### RECORDS TO PROCESS
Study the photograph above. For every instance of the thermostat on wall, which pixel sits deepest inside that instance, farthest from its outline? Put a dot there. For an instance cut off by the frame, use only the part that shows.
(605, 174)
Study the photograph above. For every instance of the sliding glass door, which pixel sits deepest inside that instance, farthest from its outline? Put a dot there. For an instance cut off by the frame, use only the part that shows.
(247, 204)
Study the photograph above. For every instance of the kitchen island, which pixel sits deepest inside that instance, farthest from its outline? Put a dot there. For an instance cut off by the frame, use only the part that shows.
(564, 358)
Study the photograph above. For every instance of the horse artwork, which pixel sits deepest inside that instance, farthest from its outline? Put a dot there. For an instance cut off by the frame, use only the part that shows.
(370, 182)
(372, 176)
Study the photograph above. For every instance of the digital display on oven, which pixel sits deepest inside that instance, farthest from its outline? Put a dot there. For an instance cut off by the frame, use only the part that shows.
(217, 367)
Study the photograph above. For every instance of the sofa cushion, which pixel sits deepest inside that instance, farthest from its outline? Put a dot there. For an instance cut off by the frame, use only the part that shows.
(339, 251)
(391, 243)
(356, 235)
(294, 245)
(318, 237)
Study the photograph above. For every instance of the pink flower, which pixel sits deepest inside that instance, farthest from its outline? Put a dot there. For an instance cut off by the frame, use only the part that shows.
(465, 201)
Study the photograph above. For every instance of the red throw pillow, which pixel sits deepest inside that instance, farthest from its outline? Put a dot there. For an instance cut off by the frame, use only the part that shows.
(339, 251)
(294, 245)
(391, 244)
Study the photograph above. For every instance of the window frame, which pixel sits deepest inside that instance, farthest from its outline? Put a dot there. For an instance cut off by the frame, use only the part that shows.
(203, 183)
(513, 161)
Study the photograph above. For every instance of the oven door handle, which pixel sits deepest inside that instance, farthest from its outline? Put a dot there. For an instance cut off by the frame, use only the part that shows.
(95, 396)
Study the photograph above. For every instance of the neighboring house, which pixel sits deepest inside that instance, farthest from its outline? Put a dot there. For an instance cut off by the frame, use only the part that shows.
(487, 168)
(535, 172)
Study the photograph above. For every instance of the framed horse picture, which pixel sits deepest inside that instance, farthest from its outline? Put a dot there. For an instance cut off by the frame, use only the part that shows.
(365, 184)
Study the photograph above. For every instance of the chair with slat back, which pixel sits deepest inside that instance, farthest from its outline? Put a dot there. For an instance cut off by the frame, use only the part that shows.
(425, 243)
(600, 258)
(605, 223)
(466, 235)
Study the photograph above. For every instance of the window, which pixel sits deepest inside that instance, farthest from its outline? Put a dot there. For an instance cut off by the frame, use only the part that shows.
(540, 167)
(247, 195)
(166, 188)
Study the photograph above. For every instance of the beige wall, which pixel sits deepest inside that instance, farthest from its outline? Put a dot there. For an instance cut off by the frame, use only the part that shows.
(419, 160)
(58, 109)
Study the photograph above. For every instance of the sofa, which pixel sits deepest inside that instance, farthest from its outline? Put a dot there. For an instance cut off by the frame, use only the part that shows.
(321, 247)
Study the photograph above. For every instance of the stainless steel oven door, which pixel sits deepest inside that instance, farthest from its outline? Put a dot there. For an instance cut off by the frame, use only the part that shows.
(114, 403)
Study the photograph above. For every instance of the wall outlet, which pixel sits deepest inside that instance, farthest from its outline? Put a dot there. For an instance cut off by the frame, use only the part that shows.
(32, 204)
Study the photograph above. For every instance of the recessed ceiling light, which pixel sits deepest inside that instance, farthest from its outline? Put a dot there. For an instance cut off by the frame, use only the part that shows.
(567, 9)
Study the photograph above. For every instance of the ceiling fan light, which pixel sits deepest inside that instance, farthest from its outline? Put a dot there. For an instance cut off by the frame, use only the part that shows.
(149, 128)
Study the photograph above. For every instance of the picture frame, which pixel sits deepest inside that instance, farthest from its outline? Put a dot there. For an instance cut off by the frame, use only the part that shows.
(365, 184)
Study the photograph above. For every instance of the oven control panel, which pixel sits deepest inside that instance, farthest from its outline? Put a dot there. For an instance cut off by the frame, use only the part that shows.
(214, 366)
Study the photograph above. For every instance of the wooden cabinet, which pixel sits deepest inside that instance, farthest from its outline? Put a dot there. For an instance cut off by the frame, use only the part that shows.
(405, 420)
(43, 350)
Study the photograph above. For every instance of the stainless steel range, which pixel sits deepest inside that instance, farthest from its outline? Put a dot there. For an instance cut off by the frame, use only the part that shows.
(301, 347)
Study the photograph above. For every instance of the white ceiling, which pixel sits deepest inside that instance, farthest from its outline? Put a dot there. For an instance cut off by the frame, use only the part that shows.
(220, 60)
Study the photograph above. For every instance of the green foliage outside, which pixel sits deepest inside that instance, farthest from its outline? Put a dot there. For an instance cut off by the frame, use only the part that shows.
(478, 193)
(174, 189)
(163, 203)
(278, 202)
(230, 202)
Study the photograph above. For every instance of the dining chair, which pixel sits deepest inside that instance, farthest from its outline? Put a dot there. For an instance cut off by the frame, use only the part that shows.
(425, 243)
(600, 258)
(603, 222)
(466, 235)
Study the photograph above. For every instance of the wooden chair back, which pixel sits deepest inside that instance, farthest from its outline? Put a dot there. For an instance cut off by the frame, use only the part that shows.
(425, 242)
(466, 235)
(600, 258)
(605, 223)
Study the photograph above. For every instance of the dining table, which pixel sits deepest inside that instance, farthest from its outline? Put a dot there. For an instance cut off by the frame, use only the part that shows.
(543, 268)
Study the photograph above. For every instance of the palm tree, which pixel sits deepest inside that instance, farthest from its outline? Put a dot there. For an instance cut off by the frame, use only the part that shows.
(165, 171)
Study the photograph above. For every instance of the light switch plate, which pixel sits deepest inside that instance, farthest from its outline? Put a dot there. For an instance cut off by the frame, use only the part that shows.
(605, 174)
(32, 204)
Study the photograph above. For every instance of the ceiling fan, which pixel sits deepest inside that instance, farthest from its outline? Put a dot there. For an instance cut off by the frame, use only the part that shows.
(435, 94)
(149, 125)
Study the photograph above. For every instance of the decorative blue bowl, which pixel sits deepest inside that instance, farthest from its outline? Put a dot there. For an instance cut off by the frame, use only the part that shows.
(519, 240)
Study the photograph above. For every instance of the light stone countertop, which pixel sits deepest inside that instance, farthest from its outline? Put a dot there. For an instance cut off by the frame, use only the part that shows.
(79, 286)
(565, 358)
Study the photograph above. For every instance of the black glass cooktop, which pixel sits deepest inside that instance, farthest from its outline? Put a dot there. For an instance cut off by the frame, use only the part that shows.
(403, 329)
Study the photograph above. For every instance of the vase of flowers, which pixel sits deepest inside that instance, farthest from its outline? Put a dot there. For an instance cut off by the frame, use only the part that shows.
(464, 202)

### YOUR OBJECTIVE
Retype each entry exactly.

### OUTPUT BELOW
Study the photograph above. For every instance of the thermostat on wall, which pixel sits deepest inside that instance, farthest from its outline? Put a dot there. For an instance cut off by the frame, use only the part that shows.
(605, 174)
Study the photograph above. For every instance of the sliding glass door, which pixel sits deepest inside that instance, farthest from its outline? Put a dot there. For an instance cut off by the frame, use only the part that shows.
(247, 204)
Study the photograph above. For every instance of the kitchen island, which pixel sits deepest inside that instance, farthest from its outline? Put a dot there. For an instance cut off by the frame, use only the part that shows.
(564, 358)
Study the photograph above. For every instance of the horse artwork, which pixel sits deepest inside that instance, farthest from its outline? Put a dot there. For an instance cut off by the frame, use only the part that shows.
(370, 182)
(372, 176)
Study the photograph above. For every instance of the digital display on oven, which pixel sits deepest inside that instance, farthest from its outline? Put a dot there. For an instance cut off by the frame, use only the part that shows.
(217, 367)
Study the photograph above. For every instance of the sofa cushion, which pixel sits deepest inside that instance, farthest from its outline? Put a dot there. For an instance cut off by the frame, use only the part that shows.
(339, 251)
(391, 243)
(356, 235)
(294, 245)
(318, 237)
Study the photograph above. For every instance of the pink flower, which pixel sits deepest inside that instance, farthest from its outline? Put a dot there. For an instance cut off by the frame, use only the part that shows.
(465, 201)
Study the photograph above. For every instance of the red throw pillow, which pixel sits deepest inside that instance, farthest from its outline? Put a dot there. For an instance cut off by the frame, use only the part that shows.
(339, 251)
(294, 245)
(391, 244)
Study the photograph above. For every instance of the window frame, which pixel sits deepest inside that instance, farthest from its outline? Put a dot there. For an instance cut off by the frame, use only the part that shows.
(203, 183)
(513, 161)
Study the photograph above. For every instance of the oven door handle, which pixel sits deepest inside that instance, farthest from its outline? Put a dot there. For an instance cut off by the frame, use only the part that shows.
(95, 396)
Study the photograph above. For every instance of the neighboring house, which pixel sits deepest inside that instance, farthest from its outline? Put a dot there. For an instance cut off by the frame, use only the part that shows.
(487, 168)
(535, 172)
Study the photograph above. For every instance of the framed horse picture, which pixel sits deepest inside that instance, farthest from its outline? Put a dot there. For an instance cut off by the frame, use only the part that shows.
(365, 184)
Study the photograph above. For every instance of the chair with slat back, which pixel sits deepest inside that instance, farthest from its outline? Put a dot there. For an instance cut off by the frame, use only the part that shows.
(425, 243)
(600, 258)
(605, 223)
(466, 235)
Study the photograph above. For every instance of the window, which pixel sits deepest inside that instance, farthest from its outline? Put a dot there. For an instance cut off by the frame, use only the part that shows.
(540, 167)
(247, 195)
(166, 188)
Study the photograph above. For every instance of the beige wall, which pixel sits deepest inside that instance, farthest from its outline? Put a dot there. For an instance cut off by the frame, use only the part that shows.
(419, 160)
(58, 109)
Study the photograph above. For every instance of the sofa, which pixel sits deepest inside that instance, farthest from its outline? Put a dot there. For an instance cut off by the frame, use only the part that shows.
(321, 247)
Study the photograph above. For every instance of the stainless steel oven door, which pixel sits deepest inside that instance, farthest from its outline? Put a dot there. For an instance cut off by the frame, use only the part that shows.
(114, 403)
Study the photograph above. For every instance of the wall outlet, which pixel sits deepest inside that instance, farthest from its outline? Put a dot there. For an instance cut off by the frame, use only the part that shows.
(32, 204)
Study the photograph above. For every instance of the recessed ceiling light, which pixel sits deepest inside that instance, farthest from its outline? Put a dot there. For an instance cut off by the frame, use only the part that shows.
(567, 9)
Study the photograph above. For every instance of the ceiling fan light, which pixel sits deepest inside that instance, farthest from its outline? Put a dot there. For an instance cut off by the frame, use only the part that shows.
(149, 128)
Study the photograph above. For every instance of the picture frame, which pixel sits deepest inside that instance, farthest from its outline? Put a dot there. For an instance cut off by the frame, use only the part that shows.
(365, 184)
Study the photograph above. For every instance of the oven control panel, which pixel sits deepest inside that instance, farthest from its outline? Put a dot there. For an instance cut off by the frame, use only the part that shows.
(214, 366)
Study the photograph above. For every instance of the wooden cabinet, which pixel sits deepest inside that instance, farthest from its outline? Put a dot there. For an instance cut off by the frame, use only the part that shows.
(405, 420)
(43, 350)
Study the photograph above. For every instance of the stainless steel range, which pixel sits deepest inside that instance, farthest from its outline? Put a dot there. For an instance cut off by the frame, use only the part that shows.
(301, 347)
Study the photograph above. For every instance of the white ceiling, which pixel sits deepest inside that instance, farthest from its outline? Put a dot there. For an instance cut off by the frame, use only the part that shows.
(220, 60)
Study the photograph above. For every instance of the green foliage outside, which pixel sits deepest inside that instance, farthest from its outline? Put a dot there. For an instance cut off by the frame, use only the part that shows.
(478, 193)
(174, 189)
(163, 203)
(278, 202)
(230, 202)
Study the photograph above. For every instance of the dining chair, which pixel sits deepest inside that instance, farthest from its outline? Put a dot there. For an instance cut off by the frame, use only the part that shows.
(425, 243)
(600, 258)
(603, 222)
(466, 235)
Study the photograph above. For every instance of the wooden chair back, which pixel sits deepest inside that instance, farthest from its outline? Put a dot there. For an instance cut off by the frame, use only the part that shows.
(425, 242)
(466, 235)
(600, 258)
(605, 223)
Study the photograph above. For every instance of the dining table, which pixel sits deepest inside that instance, farthest from its outline? Put a dot there. For an instance cut off by the frame, use only the part that shows.
(543, 268)
Study the photograph above. For every instance of the palm tree, which pixel sits deepest inside that instance, farthest from its outline? Put a dot there. For an instance cut off by the frame, use only the part that shows.
(165, 171)
Study the photograph above. For every instance of the light switch plate, which pixel sits deepest inside that instance, farthest from its outline? Put a dot there. For an instance cut off by the frame, use only the part that shows.
(605, 174)
(32, 204)
Study the photograph above. For every instance of the ceiling fan, which pixel sits deepest inside that instance, farthest from its outline? Put a dot there. For an instance cut off by the frame, use only the part that shows.
(435, 94)
(149, 125)
Study the photograph above. For every instance of the decorative blue bowl, which pixel sits deepest inside that instance, farthest from its outline? Put a dot there. For an instance cut off by the frame, use only the part that shows.
(519, 240)
Study the photograph above. For every instance of the light stone countertop, which pixel sits deepest inside that instance, farthest from its outline? Put a dot there. For an instance cut off by the frame, use only the part that shows.
(79, 286)
(565, 358)
Study the photograph above. For every instance of the black glass cooktop, which pixel sits deepest inside that instance, farthest from its outline? Put a dot there. For an instance cut off by the frame, use only the part that shows.
(403, 329)
Study the photograph above. For every instance of the vase of flowers, which pixel sits deepest inside that instance, farthest from its outline? Put a dot there. For an instance cut off by the frame, use only the part that shows.
(464, 202)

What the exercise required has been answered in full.